**Task description**
Print the records verbatim, starting at the line that contains "below. Give x and y for each instance." and ending at the line that contains "(1419, 576)", including both of those lines. Omit the picture.

**Record list**
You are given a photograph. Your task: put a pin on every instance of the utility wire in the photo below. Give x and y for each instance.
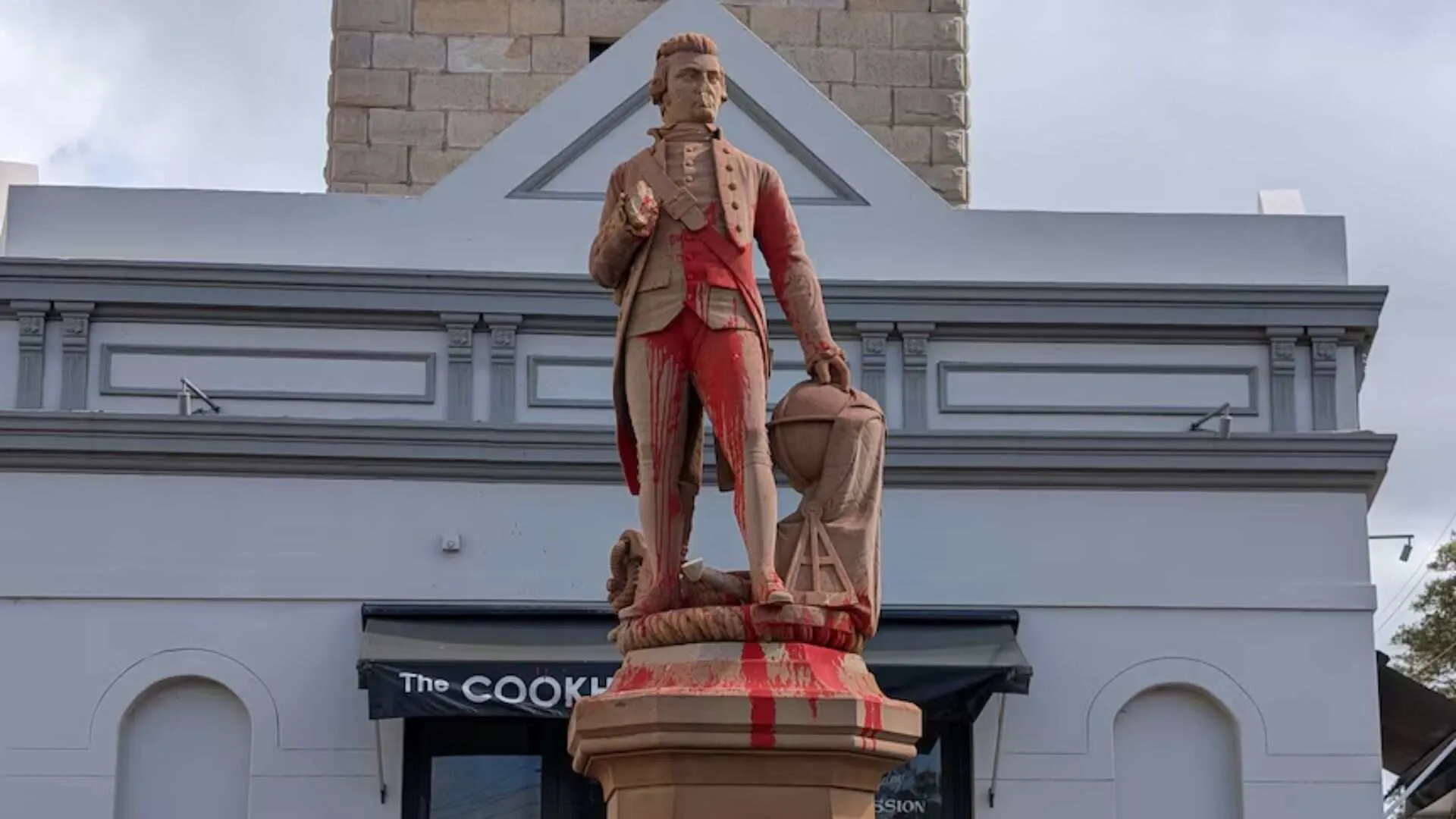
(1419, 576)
...
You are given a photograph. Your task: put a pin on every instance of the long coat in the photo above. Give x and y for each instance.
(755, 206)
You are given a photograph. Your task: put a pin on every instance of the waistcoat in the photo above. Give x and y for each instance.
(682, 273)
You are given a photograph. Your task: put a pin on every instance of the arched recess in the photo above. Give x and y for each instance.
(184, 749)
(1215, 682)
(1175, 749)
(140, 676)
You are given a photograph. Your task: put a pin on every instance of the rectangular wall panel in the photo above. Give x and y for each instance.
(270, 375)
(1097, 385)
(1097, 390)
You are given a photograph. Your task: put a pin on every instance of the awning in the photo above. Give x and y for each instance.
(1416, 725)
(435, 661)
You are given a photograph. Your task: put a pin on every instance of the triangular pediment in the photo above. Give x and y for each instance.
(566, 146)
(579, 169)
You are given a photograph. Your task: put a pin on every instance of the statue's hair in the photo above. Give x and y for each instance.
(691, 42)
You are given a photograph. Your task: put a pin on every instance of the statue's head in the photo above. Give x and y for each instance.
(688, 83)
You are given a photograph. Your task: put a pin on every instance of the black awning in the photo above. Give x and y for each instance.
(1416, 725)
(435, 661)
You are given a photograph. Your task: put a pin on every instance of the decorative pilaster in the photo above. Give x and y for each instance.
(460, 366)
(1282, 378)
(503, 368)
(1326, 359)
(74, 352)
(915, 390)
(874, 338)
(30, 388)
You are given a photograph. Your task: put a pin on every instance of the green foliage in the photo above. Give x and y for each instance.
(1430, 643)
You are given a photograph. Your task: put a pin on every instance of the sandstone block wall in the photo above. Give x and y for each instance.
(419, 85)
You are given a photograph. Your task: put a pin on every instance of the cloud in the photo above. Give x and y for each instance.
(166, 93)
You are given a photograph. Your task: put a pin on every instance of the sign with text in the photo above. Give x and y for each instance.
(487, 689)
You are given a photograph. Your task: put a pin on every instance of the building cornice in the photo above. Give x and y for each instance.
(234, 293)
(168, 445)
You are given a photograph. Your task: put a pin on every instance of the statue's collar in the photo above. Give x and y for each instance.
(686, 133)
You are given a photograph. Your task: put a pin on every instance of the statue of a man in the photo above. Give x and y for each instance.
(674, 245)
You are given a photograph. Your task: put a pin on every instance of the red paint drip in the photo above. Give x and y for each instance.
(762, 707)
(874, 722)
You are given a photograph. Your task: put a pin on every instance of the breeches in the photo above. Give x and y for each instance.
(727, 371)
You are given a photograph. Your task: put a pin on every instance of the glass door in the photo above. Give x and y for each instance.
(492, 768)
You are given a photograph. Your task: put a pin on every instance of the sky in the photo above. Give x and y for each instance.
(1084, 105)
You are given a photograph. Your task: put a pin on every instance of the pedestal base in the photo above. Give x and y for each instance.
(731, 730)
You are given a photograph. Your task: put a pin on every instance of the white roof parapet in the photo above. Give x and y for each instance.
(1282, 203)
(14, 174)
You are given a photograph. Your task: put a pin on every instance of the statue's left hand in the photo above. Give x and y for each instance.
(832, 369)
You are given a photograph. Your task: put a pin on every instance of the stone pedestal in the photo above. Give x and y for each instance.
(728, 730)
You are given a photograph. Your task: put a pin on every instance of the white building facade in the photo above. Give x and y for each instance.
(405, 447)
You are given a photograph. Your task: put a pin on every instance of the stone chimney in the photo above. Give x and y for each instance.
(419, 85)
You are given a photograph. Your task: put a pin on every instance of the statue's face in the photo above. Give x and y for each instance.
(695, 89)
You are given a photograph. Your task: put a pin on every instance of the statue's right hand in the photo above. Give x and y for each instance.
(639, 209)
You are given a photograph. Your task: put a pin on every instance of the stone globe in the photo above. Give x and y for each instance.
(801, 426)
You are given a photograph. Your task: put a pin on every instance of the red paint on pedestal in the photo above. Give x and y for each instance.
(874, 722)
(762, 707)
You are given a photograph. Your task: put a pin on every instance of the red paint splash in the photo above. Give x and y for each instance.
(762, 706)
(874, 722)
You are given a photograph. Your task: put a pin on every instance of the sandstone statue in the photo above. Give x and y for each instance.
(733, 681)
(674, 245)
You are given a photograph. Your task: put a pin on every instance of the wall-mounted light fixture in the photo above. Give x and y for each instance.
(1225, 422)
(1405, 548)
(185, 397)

**Result of the exercise**
You are given a photograph. Your task: put a pin on every instance of the utility wire in the photo below. Give x and y for each instance.
(1419, 576)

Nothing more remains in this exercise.